═══ INFORMATION SUPPLIED ═══
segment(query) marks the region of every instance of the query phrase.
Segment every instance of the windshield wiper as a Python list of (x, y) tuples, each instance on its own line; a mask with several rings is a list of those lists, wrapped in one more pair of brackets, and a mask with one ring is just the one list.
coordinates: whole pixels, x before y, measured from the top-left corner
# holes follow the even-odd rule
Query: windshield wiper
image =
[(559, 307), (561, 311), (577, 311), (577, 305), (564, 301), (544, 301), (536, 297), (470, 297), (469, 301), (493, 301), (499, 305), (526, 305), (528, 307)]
═══
**YOUR GOAL**
Copy all of the rows above word for word, with no changes.

**THE OUTPUT**
segment(query) marks the region of every instance of the query phrase.
Segment every instance of the windshield wiper as a Python list of (x, y) tuples, each instance on its own line; a mask with several rings is a list of those lists, wrapped in one more pair of brackets, and a mask with one ring is just the one list.
coordinates: whole pixels, x before y, measured from the top-left corner
# holes follow the even-odd rule
Query: windshield wiper
image =
[(559, 307), (561, 311), (577, 311), (577, 305), (564, 301), (544, 301), (536, 297), (470, 297), (469, 301), (493, 301), (499, 305), (526, 305), (528, 307)]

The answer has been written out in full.